▶ _Exercise objective_:
From the top of the records below down to the line containing "Player-spacing review: tag the 4xe", reproduce every line exactly.

▶ _Extracted information_:
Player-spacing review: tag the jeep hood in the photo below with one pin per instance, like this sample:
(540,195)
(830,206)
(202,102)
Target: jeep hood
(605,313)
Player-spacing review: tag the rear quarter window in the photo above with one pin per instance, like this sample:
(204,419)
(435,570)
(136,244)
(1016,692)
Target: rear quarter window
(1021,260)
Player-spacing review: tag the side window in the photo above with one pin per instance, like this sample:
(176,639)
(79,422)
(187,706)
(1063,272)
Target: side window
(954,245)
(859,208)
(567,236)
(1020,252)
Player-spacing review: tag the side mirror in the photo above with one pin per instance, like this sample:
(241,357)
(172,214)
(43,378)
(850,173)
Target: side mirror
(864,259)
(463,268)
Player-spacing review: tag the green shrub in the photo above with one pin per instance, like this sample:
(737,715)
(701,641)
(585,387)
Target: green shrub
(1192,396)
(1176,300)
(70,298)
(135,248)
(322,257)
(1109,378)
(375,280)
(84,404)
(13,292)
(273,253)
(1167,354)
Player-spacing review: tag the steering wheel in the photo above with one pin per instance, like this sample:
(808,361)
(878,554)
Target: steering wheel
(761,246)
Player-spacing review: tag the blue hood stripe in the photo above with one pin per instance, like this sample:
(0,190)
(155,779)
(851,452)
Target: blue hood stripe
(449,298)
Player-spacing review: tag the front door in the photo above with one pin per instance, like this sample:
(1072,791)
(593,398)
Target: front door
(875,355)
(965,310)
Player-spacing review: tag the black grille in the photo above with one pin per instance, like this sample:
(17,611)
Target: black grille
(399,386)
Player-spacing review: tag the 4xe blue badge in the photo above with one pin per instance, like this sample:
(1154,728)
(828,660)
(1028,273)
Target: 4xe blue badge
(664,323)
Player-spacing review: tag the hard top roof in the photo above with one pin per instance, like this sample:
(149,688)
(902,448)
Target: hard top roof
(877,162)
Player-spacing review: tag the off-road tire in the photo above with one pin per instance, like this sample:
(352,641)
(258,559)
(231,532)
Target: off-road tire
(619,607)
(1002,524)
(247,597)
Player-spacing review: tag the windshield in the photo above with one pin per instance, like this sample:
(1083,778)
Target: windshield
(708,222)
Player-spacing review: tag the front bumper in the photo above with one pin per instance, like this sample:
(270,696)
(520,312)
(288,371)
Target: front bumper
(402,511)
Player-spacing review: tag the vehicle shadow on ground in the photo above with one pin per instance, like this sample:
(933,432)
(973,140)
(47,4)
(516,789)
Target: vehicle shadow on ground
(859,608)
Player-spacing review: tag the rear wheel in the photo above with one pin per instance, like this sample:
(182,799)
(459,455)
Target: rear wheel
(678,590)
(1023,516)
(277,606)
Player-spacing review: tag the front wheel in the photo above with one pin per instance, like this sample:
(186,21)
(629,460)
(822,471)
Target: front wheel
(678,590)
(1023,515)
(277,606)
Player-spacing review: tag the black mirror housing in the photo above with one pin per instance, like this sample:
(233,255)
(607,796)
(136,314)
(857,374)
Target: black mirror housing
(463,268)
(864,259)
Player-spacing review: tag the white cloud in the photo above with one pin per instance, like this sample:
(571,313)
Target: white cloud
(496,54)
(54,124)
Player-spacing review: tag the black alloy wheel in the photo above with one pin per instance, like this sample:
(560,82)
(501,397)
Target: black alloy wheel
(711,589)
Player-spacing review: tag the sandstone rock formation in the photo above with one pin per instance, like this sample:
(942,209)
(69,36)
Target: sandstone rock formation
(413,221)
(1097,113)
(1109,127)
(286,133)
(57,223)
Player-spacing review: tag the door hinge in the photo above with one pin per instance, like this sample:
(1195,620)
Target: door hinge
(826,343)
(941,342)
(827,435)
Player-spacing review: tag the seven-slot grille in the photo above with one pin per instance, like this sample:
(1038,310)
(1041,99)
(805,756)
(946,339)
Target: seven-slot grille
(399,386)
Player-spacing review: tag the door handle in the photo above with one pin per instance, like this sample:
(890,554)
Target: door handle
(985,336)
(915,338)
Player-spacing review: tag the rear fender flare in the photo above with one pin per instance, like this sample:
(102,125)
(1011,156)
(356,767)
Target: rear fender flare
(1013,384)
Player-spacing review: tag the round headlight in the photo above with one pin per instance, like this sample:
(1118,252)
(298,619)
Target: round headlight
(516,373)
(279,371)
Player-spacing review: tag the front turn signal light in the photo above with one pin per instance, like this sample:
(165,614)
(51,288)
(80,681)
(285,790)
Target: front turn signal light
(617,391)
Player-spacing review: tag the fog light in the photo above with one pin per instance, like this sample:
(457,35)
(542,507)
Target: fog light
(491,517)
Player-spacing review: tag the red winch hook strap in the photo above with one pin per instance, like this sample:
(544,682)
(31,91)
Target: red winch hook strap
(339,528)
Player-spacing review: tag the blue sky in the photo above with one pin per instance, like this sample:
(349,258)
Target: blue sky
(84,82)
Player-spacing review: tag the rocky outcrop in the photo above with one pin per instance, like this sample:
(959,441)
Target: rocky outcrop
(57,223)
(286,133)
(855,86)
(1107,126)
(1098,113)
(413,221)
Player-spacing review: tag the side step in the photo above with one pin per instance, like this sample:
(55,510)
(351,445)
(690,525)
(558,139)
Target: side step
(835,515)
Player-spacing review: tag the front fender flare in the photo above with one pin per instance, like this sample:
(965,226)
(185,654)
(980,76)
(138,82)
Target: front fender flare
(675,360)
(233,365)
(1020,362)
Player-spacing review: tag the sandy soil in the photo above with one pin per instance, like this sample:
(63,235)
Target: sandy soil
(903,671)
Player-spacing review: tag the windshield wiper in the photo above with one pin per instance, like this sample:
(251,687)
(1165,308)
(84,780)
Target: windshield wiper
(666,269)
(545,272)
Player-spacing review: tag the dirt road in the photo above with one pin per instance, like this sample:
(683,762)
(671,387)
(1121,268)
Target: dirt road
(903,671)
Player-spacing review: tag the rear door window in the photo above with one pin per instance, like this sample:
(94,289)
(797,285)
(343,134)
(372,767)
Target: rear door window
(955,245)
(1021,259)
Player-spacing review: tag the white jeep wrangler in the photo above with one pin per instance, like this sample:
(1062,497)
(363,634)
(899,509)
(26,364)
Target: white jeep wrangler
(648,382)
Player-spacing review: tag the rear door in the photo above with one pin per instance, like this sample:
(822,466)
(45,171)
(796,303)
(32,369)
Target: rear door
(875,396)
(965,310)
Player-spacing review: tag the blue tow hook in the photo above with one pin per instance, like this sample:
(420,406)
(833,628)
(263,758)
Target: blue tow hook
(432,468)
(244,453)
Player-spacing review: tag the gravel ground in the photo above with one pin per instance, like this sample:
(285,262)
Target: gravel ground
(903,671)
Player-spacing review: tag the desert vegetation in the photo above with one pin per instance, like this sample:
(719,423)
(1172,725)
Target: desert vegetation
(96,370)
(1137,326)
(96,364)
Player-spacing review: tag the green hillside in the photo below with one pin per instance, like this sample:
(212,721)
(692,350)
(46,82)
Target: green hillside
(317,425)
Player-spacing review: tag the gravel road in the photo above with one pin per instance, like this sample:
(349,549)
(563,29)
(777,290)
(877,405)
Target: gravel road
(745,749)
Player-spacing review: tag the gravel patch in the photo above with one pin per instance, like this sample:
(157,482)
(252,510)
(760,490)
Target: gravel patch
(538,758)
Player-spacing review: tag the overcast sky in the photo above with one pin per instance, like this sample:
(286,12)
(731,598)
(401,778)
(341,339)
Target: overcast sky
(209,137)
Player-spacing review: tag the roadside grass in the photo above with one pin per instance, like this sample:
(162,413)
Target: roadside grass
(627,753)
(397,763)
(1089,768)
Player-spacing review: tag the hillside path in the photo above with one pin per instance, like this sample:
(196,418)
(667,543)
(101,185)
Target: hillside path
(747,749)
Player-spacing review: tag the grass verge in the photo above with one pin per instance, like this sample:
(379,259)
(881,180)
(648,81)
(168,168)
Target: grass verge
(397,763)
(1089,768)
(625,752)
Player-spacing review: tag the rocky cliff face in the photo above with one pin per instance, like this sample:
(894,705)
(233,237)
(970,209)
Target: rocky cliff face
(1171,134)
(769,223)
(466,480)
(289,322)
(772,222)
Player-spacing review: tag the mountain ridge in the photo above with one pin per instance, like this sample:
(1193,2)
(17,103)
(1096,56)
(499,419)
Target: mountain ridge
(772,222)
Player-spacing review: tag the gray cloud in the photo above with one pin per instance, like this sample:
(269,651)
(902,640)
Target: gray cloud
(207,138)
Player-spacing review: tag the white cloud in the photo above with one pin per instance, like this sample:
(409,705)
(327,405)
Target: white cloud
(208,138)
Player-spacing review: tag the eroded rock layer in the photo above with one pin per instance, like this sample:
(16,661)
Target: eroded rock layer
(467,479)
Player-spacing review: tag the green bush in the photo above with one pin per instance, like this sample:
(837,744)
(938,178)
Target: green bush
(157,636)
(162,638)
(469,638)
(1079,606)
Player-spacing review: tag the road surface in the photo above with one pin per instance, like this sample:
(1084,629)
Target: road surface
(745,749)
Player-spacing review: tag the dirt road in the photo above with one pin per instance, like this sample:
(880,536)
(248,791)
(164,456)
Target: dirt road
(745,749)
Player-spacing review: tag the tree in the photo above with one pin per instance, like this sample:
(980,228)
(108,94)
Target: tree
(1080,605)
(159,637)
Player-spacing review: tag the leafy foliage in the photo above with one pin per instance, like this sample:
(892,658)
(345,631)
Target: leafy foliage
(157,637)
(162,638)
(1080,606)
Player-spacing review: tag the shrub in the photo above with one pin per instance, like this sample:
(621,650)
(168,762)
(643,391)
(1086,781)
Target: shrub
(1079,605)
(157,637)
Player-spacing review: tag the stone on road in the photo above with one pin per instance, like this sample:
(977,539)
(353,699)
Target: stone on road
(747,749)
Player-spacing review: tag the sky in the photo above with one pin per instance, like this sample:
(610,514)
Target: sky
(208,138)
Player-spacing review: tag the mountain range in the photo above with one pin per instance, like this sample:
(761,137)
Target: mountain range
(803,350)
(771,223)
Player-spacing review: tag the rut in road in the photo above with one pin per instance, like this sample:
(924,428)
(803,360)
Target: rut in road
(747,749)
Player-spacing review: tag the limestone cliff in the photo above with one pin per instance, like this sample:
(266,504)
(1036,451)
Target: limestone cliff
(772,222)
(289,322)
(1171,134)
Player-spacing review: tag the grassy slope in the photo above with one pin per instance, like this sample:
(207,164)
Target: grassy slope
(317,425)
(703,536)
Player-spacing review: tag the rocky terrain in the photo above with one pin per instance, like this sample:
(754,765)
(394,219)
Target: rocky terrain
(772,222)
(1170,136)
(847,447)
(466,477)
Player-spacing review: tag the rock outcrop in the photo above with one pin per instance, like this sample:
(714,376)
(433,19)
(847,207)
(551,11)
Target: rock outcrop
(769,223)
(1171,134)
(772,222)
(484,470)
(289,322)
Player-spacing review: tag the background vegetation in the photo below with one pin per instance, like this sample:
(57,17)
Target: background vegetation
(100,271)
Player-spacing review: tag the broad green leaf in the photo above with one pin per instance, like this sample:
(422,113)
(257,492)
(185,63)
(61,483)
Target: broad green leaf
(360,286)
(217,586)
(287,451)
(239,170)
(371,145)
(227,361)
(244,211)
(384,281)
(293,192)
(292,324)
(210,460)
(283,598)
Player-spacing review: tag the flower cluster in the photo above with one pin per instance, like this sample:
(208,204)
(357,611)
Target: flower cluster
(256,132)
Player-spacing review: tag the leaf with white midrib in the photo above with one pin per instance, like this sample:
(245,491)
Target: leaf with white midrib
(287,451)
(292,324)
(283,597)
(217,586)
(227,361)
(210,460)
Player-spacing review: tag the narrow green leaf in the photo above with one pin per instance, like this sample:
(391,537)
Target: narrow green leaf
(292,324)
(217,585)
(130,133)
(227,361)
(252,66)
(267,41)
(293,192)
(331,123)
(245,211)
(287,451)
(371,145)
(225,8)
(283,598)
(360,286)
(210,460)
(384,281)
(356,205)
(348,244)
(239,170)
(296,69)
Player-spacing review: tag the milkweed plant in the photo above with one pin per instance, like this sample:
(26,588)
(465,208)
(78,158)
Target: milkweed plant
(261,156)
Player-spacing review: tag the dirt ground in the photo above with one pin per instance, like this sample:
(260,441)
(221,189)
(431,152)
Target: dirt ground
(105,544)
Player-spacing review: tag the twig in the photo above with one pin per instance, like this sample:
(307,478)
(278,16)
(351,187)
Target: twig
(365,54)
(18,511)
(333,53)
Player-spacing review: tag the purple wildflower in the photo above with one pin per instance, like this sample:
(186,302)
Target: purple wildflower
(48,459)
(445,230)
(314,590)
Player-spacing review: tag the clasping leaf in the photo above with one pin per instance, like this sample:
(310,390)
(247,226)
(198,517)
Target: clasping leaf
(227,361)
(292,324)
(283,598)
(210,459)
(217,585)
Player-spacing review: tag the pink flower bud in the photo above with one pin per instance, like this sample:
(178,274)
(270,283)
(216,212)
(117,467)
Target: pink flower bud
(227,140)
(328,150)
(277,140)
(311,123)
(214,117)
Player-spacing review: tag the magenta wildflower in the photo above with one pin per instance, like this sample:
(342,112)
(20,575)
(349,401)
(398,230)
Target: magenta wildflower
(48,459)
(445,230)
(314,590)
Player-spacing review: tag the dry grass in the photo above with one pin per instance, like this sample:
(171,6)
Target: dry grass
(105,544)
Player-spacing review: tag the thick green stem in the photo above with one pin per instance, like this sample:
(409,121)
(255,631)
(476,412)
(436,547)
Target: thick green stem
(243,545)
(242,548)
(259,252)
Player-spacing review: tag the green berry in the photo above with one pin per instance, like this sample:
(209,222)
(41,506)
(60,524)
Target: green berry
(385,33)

▶ _Answer box_:
Player-spacing review: tag the jeep hood in the photo below with one pin per instance, like this sample:
(540,195)
(830,206)
(202,102)
Target: jeep hood
(605,313)
Player-spacing review: tag the rear quarter window in the photo above with one pin per instance, like this sample:
(204,419)
(435,570)
(136,244)
(1016,692)
Target: rear quarter window
(1021,260)
Player-spacing review: tag the side window in the photo above with one pin per instance, like this sample:
(176,639)
(79,422)
(187,706)
(1063,272)
Target: side window
(954,245)
(859,208)
(567,236)
(1020,252)
Player-spacing review: tag the side mirror in the photo above with one pin per instance, like this sample:
(241,357)
(172,214)
(43,378)
(850,173)
Target: side mirror
(864,259)
(463,268)
Player-spacing review: tag the green shrub in the photo above with one pin per instance, like this sample:
(737,715)
(701,641)
(585,387)
Target: green shrub
(1192,396)
(1176,300)
(70,298)
(135,248)
(322,257)
(1109,378)
(375,280)
(84,404)
(13,292)
(273,253)
(1167,354)
Player-spacing review: tag the steering wheel in the photo above with one pin per instance, like this sample:
(808,361)
(878,554)
Target: steering wheel
(761,246)
Player-spacing review: tag the blue hood stripe in the photo above with one pin per instance, like this sample:
(0,190)
(155,779)
(851,452)
Target: blue hood stripe
(449,298)
Player-spacing review: tag the front door in the photo above with one pin per instance, like this sample:
(1072,791)
(593,398)
Target: front door
(875,355)
(965,310)
Player-spacing review: tag the black grille in the photo above with one pin per instance, like this sample:
(17,611)
Target: black grille
(399,386)
Player-spacing review: tag the 4xe blue badge in the photo above with one pin per instance, like this sample:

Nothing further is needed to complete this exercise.